Directions for this task> Output, please, every line from the line that holds "Could you point out the wooden bookshelf" to the end, exactly as written.

Dataset records>
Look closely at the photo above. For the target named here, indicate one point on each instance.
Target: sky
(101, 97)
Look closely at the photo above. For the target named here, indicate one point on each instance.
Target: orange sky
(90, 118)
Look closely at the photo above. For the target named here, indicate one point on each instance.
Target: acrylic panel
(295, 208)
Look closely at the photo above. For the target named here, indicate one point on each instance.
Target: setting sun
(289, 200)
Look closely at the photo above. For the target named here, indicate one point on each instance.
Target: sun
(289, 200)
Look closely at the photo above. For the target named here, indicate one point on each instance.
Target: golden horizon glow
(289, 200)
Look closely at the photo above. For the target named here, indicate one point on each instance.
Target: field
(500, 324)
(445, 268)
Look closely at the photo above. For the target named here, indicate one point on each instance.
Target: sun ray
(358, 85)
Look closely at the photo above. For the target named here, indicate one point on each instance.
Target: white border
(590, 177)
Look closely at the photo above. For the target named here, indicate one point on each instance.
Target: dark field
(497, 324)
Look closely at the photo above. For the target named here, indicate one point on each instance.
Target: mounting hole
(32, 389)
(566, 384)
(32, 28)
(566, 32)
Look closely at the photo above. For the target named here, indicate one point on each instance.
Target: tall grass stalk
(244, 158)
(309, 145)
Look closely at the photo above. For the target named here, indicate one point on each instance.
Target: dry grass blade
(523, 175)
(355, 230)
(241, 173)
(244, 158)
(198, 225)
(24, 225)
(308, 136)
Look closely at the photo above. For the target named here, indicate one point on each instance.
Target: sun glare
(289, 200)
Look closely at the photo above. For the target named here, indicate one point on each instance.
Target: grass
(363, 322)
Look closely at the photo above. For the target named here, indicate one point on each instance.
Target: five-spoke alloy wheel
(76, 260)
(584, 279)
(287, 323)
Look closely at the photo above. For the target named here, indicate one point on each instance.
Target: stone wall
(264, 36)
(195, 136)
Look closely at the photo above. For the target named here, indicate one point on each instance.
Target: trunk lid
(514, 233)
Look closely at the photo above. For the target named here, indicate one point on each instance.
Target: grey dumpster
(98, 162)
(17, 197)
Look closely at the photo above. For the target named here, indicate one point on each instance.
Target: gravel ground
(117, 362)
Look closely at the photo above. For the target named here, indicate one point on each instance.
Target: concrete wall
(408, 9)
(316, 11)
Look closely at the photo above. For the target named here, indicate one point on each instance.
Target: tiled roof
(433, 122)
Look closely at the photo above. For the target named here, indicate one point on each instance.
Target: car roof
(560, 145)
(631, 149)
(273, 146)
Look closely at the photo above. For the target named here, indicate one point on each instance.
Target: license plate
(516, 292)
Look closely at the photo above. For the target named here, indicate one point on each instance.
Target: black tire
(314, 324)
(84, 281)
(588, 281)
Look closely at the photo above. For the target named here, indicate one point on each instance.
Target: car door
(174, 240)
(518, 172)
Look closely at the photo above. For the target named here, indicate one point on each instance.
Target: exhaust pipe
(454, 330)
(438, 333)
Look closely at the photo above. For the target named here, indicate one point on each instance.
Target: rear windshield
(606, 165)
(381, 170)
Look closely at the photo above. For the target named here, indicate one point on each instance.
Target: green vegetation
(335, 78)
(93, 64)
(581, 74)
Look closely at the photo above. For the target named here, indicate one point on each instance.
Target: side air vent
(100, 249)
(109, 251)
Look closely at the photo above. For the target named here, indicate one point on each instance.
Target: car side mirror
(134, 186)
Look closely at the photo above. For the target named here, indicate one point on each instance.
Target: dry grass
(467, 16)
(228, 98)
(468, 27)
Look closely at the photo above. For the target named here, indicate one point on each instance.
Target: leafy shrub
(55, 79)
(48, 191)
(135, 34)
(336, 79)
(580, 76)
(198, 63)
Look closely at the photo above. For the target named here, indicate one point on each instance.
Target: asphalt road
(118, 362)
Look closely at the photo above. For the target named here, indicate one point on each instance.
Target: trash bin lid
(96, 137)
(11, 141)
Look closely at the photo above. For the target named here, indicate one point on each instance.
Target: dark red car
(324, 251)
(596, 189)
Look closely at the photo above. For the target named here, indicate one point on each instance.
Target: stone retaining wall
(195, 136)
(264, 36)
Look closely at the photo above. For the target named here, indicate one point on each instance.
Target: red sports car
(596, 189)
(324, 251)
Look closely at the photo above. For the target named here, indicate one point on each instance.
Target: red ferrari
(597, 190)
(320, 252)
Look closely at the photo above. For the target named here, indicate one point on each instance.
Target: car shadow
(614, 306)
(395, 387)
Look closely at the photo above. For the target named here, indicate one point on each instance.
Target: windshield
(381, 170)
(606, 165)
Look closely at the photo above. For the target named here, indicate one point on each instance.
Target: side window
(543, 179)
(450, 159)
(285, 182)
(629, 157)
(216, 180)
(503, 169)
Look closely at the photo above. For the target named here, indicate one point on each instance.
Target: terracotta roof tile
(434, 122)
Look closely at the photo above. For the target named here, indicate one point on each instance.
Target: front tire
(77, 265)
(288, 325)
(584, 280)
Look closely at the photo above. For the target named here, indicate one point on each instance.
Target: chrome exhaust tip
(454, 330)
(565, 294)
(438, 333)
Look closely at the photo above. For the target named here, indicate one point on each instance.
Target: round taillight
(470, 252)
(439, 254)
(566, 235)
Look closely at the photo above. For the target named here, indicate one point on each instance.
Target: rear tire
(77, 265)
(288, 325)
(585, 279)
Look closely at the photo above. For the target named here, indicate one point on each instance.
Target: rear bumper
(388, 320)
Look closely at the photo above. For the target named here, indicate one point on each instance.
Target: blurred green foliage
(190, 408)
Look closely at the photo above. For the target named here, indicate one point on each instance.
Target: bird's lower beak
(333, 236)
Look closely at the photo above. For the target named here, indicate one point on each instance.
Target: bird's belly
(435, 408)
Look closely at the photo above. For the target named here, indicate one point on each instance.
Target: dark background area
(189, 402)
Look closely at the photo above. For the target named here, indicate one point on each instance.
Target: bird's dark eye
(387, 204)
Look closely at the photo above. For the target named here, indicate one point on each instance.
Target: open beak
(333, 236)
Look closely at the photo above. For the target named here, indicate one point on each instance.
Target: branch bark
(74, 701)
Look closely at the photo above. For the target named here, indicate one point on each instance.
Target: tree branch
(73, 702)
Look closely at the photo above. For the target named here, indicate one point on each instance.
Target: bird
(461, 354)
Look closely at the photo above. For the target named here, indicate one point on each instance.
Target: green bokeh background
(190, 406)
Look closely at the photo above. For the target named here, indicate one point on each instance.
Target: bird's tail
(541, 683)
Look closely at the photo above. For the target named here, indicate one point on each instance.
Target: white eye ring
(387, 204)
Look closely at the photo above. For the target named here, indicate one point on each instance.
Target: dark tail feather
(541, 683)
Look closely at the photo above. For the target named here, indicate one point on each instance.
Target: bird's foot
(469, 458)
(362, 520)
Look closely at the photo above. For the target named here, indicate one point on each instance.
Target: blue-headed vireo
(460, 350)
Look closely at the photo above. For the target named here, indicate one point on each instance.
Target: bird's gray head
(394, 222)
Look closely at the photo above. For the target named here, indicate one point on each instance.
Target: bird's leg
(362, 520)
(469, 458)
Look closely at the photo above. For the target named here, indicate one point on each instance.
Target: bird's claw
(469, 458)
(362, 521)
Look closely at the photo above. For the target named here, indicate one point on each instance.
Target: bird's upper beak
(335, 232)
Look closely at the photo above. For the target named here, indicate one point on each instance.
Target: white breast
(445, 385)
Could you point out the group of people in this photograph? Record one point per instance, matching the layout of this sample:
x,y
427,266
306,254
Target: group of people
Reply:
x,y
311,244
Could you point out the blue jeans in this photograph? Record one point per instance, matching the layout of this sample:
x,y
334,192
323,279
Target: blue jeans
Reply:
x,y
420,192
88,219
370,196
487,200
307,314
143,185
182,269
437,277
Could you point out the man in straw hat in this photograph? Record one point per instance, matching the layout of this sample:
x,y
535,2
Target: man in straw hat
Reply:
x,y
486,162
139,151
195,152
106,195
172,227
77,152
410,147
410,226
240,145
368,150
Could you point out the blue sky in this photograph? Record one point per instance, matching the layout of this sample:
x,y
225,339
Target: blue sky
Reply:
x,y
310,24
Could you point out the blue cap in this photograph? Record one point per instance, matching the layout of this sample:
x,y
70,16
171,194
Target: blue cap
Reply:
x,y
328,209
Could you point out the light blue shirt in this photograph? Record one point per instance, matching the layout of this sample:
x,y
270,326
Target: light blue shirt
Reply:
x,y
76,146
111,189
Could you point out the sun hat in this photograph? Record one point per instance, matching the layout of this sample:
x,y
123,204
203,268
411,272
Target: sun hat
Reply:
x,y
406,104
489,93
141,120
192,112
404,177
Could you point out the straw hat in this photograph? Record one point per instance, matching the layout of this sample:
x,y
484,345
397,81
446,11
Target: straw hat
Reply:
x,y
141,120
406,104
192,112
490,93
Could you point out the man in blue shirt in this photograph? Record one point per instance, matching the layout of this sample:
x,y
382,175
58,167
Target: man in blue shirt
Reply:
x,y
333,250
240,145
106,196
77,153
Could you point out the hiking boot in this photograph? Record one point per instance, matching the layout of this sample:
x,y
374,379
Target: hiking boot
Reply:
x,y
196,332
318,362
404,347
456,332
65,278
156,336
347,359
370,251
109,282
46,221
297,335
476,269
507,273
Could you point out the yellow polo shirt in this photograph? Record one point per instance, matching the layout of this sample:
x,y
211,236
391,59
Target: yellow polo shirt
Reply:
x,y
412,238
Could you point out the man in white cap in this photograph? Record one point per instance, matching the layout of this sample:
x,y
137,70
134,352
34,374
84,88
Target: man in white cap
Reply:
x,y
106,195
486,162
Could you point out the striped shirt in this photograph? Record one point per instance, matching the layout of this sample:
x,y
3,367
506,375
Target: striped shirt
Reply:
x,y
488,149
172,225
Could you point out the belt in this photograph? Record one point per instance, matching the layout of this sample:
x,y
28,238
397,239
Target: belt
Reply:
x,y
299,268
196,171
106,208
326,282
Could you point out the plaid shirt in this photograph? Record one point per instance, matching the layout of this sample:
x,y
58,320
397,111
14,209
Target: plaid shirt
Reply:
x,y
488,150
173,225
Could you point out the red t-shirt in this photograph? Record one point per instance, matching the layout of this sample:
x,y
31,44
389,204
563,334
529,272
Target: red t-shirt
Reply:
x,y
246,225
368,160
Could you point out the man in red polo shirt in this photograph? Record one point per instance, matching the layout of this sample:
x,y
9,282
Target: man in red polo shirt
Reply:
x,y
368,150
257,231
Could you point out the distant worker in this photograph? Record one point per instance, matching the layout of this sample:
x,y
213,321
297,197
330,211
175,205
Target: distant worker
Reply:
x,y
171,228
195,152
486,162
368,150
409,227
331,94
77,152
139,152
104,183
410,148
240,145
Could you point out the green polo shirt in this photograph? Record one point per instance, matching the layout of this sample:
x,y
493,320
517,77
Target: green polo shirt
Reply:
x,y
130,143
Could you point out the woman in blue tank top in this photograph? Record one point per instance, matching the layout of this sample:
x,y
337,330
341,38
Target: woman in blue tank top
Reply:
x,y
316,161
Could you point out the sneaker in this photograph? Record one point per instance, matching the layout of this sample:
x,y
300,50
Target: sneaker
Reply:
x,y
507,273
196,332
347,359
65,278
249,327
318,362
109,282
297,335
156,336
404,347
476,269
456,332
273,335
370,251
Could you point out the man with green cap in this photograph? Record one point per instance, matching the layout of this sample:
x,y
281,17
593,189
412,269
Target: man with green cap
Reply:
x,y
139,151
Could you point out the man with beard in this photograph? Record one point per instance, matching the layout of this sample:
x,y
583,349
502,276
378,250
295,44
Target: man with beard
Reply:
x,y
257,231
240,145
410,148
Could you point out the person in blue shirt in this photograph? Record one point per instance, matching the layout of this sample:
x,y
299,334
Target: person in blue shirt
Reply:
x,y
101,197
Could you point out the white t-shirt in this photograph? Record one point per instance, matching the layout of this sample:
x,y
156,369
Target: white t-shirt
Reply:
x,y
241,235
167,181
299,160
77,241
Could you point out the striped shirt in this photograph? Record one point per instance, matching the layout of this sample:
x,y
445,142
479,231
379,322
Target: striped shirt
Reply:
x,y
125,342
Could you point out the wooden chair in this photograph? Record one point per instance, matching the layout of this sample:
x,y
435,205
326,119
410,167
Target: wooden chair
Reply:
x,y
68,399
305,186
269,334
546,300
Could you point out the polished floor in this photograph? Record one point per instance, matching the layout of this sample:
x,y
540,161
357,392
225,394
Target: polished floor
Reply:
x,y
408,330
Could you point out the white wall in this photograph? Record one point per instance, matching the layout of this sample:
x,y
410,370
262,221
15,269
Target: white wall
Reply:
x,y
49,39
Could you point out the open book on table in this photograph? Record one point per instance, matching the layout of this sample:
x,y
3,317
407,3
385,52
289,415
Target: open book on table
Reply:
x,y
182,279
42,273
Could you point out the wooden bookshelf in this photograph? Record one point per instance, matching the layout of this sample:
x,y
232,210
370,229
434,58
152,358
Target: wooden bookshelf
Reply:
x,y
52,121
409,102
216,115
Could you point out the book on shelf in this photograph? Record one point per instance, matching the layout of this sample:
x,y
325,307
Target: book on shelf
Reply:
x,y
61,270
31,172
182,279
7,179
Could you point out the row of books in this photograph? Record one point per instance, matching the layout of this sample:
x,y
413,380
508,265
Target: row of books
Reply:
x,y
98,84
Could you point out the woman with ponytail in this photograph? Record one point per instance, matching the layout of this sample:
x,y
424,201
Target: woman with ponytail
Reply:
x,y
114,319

Result of this task>
Could you point out the wooden bookshelf in this photograph? Record one point per instance, matching the layout of this sample:
x,y
232,210
370,229
434,58
152,358
Target: wooden bookshelf
Reply:
x,y
52,121
409,102
216,115
Could you point out the book on shelf in this photograph? Record one point per instance, matching the layout of this sample:
x,y
325,307
Target: book on shelf
Reply:
x,y
61,270
31,172
182,279
7,179
Could you point out the row of books in this photograph? Record one point per instance, matching the layout of this sample:
x,y
413,380
508,265
Target: row of books
Reply:
x,y
98,84
Could you point out the woman with ponytail in this photograph? Record one point per instance, matching the layout of this sample:
x,y
424,201
Target: woman with ponytail
Reply:
x,y
114,319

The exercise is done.